Give the part of the listing that opens with the line containing "Target: black boot" and runs through the end of the listing as a JSON list of strings, one string per line, leaving out blank lines and pictures.
##### Records for this task #####
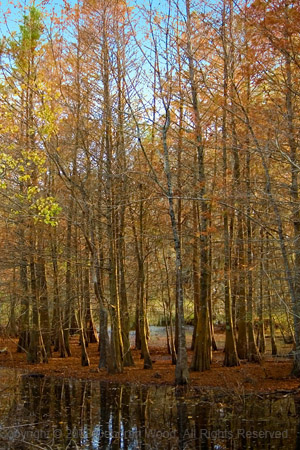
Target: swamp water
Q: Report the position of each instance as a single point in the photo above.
(61, 414)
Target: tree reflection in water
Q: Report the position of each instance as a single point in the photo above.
(68, 414)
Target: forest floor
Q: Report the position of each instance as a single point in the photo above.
(272, 374)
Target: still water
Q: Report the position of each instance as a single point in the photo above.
(49, 413)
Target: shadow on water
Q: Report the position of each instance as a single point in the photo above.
(68, 414)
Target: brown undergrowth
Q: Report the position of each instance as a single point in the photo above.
(273, 374)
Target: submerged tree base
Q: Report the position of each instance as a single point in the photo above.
(272, 374)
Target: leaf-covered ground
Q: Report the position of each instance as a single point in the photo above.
(273, 374)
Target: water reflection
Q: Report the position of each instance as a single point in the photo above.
(69, 414)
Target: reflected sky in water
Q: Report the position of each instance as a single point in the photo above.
(69, 414)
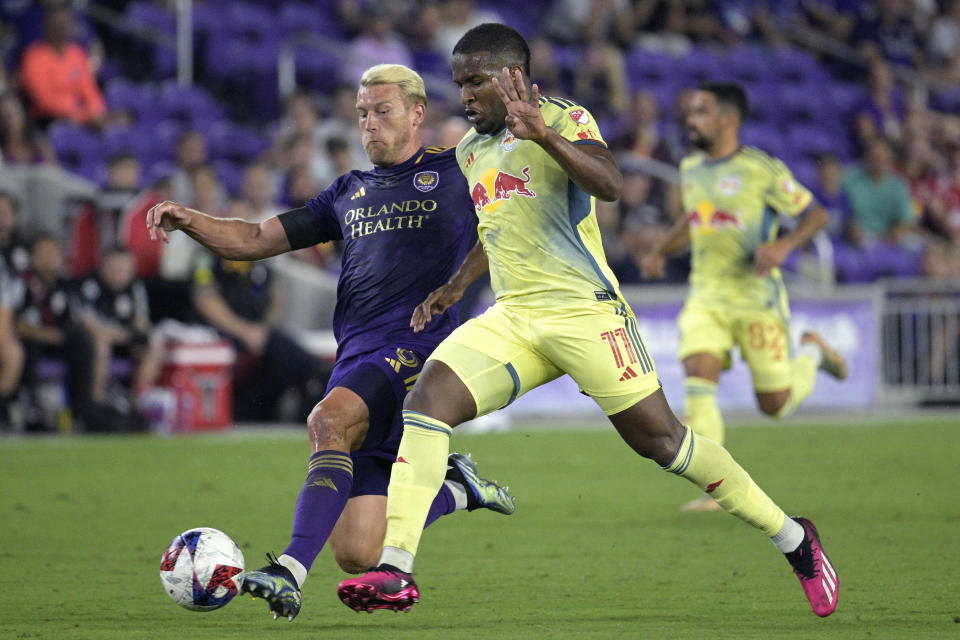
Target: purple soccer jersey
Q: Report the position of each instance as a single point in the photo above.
(406, 229)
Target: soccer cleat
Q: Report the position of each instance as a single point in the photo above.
(275, 584)
(833, 363)
(481, 493)
(814, 570)
(382, 587)
(702, 504)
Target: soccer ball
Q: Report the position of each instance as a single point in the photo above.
(202, 569)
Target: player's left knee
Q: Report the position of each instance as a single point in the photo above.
(354, 559)
(774, 404)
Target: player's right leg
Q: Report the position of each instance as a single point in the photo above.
(334, 425)
(652, 430)
(484, 365)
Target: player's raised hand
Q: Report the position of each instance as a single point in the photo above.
(437, 302)
(164, 217)
(653, 266)
(768, 256)
(523, 116)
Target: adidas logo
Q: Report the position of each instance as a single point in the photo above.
(324, 482)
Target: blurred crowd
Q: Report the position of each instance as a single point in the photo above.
(865, 115)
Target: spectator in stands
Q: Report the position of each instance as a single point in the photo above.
(133, 229)
(20, 143)
(48, 328)
(942, 214)
(11, 351)
(598, 27)
(834, 17)
(115, 311)
(123, 183)
(341, 122)
(830, 194)
(191, 153)
(13, 249)
(56, 74)
(881, 231)
(659, 25)
(242, 301)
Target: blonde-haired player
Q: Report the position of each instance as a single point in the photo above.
(731, 194)
(536, 165)
(405, 227)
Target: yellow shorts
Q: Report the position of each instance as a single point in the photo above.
(507, 351)
(762, 335)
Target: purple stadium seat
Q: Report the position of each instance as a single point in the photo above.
(299, 17)
(229, 141)
(249, 20)
(748, 64)
(152, 15)
(795, 65)
(231, 175)
(844, 96)
(187, 104)
(79, 150)
(164, 139)
(645, 68)
(768, 138)
(801, 102)
(813, 139)
(140, 100)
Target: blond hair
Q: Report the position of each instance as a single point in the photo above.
(407, 80)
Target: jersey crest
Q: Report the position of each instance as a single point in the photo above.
(426, 181)
(495, 186)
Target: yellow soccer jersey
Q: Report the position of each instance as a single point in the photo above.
(539, 229)
(731, 206)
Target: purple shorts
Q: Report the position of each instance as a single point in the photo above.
(381, 378)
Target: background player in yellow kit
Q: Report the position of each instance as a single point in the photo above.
(731, 195)
(534, 168)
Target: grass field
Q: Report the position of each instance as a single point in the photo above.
(597, 549)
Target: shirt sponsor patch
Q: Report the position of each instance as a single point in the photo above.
(579, 116)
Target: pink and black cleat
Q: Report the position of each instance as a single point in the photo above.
(383, 587)
(814, 570)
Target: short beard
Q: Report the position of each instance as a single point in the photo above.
(700, 143)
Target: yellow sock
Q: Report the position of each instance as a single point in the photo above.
(709, 466)
(703, 415)
(804, 369)
(415, 478)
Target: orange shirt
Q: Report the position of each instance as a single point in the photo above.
(61, 85)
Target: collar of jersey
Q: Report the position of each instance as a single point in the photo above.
(396, 168)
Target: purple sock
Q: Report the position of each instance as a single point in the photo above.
(321, 501)
(443, 504)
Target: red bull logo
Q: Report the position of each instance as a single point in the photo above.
(708, 218)
(501, 185)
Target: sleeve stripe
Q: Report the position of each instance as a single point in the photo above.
(596, 142)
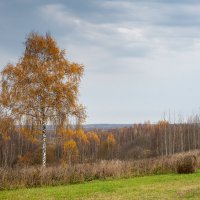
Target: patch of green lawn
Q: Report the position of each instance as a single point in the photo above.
(171, 186)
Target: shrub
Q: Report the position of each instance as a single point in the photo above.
(187, 164)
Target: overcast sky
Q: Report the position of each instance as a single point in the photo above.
(141, 57)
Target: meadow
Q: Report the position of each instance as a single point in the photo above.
(168, 186)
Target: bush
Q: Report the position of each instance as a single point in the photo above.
(187, 164)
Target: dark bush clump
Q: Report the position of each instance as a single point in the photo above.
(187, 164)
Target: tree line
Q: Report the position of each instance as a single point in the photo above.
(21, 145)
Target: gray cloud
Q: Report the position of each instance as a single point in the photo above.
(141, 56)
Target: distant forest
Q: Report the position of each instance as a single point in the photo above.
(21, 146)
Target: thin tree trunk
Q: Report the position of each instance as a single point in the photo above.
(44, 145)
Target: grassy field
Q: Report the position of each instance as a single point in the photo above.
(171, 186)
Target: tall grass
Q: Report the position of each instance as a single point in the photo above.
(58, 175)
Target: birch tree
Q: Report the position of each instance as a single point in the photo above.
(42, 86)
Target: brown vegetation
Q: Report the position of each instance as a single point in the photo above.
(187, 164)
(63, 174)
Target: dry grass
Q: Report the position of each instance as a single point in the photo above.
(38, 176)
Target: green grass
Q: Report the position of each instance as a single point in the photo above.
(171, 186)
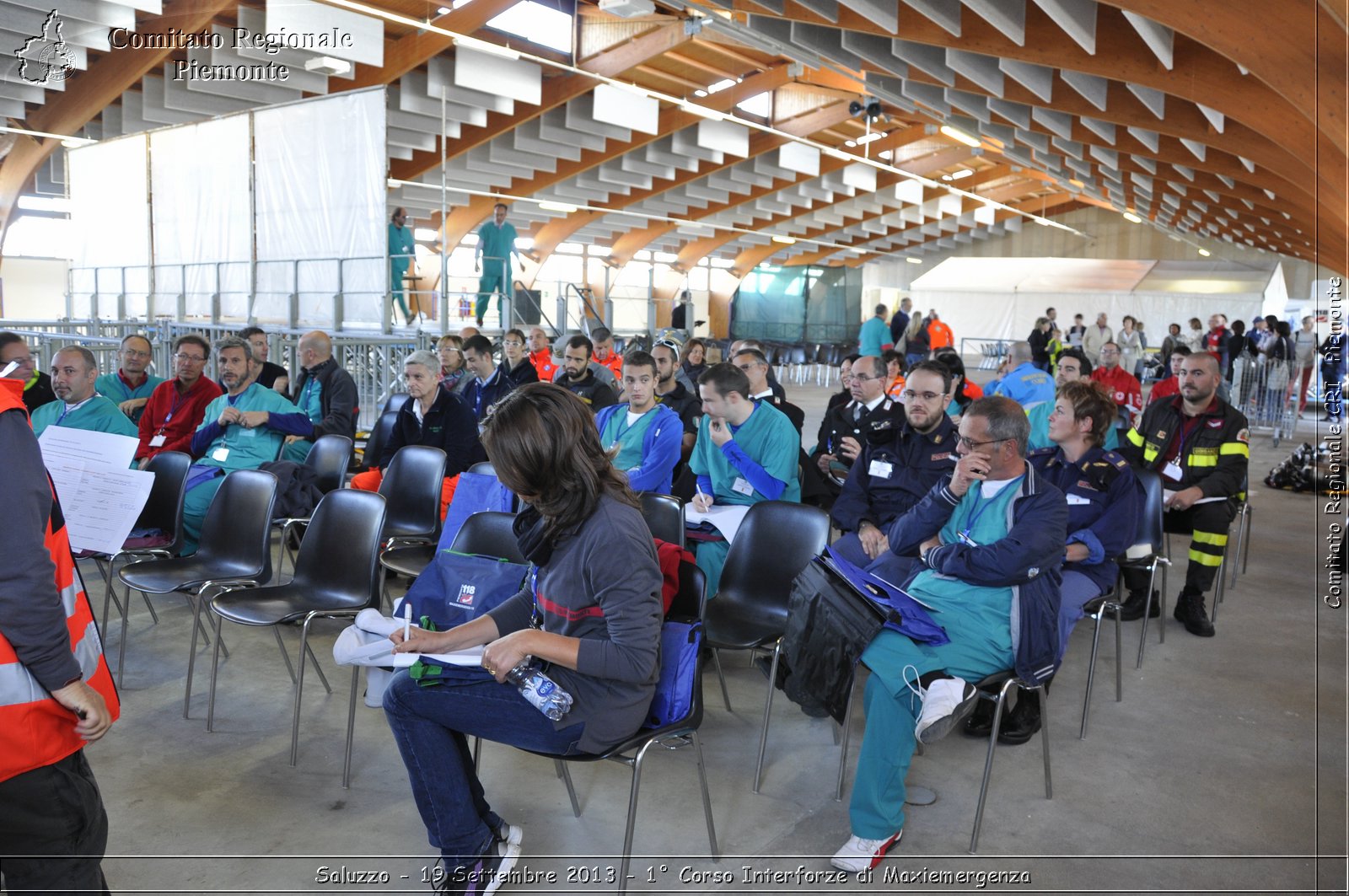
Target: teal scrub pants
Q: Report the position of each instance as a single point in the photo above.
(195, 507)
(975, 652)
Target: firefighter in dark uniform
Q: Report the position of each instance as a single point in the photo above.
(1104, 501)
(845, 428)
(897, 467)
(1198, 444)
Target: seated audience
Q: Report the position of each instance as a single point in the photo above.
(580, 379)
(901, 460)
(1198, 444)
(644, 432)
(78, 406)
(179, 405)
(516, 363)
(991, 544)
(489, 384)
(325, 393)
(591, 615)
(431, 417)
(1025, 382)
(130, 386)
(746, 451)
(37, 385)
(242, 429)
(1104, 502)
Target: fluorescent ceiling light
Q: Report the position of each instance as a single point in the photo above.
(486, 46)
(957, 134)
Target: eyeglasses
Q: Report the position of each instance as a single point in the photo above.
(971, 446)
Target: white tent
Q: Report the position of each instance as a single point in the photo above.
(1002, 297)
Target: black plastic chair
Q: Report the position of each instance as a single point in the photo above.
(664, 516)
(336, 577)
(164, 512)
(749, 613)
(234, 550)
(688, 601)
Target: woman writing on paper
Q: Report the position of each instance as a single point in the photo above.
(595, 605)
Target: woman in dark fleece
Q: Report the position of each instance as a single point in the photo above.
(595, 594)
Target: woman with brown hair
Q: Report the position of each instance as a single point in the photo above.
(590, 615)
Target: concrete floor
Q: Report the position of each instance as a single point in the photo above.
(1223, 770)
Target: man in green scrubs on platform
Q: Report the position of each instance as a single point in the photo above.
(492, 256)
(746, 453)
(242, 429)
(78, 405)
(130, 386)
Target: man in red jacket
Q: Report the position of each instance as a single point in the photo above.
(177, 405)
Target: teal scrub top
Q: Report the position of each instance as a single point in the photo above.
(768, 437)
(96, 415)
(249, 448)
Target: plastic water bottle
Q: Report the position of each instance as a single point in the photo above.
(540, 689)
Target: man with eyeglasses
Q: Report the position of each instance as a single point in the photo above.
(900, 462)
(991, 543)
(132, 386)
(843, 428)
(37, 385)
(179, 405)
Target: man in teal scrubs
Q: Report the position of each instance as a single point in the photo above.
(746, 453)
(492, 256)
(130, 388)
(645, 433)
(401, 251)
(78, 406)
(240, 429)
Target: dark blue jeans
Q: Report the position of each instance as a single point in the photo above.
(432, 727)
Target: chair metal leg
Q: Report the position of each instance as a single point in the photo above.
(768, 710)
(847, 730)
(351, 727)
(717, 662)
(988, 763)
(563, 772)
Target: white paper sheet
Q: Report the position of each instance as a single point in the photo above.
(728, 518)
(100, 496)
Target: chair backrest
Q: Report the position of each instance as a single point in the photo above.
(664, 516)
(164, 507)
(330, 459)
(411, 489)
(773, 544)
(236, 534)
(492, 534)
(1150, 518)
(339, 557)
(378, 439)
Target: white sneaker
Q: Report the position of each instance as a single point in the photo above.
(860, 855)
(944, 706)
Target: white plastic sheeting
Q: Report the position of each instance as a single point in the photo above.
(320, 172)
(1002, 297)
(110, 216)
(202, 216)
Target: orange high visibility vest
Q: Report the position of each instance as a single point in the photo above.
(34, 729)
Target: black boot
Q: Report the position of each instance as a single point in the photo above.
(1024, 720)
(1132, 609)
(1191, 614)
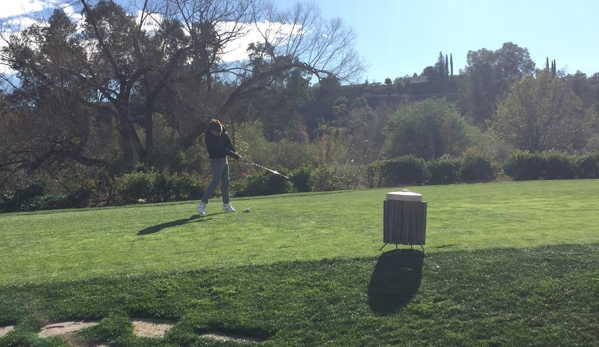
#####
Written response =
[
  "Target: black boot",
  "Q: Report the position of each instance as a single point in the photo above.",
  "(1024, 720)",
  "(1132, 609)",
  "(1191, 614)"
]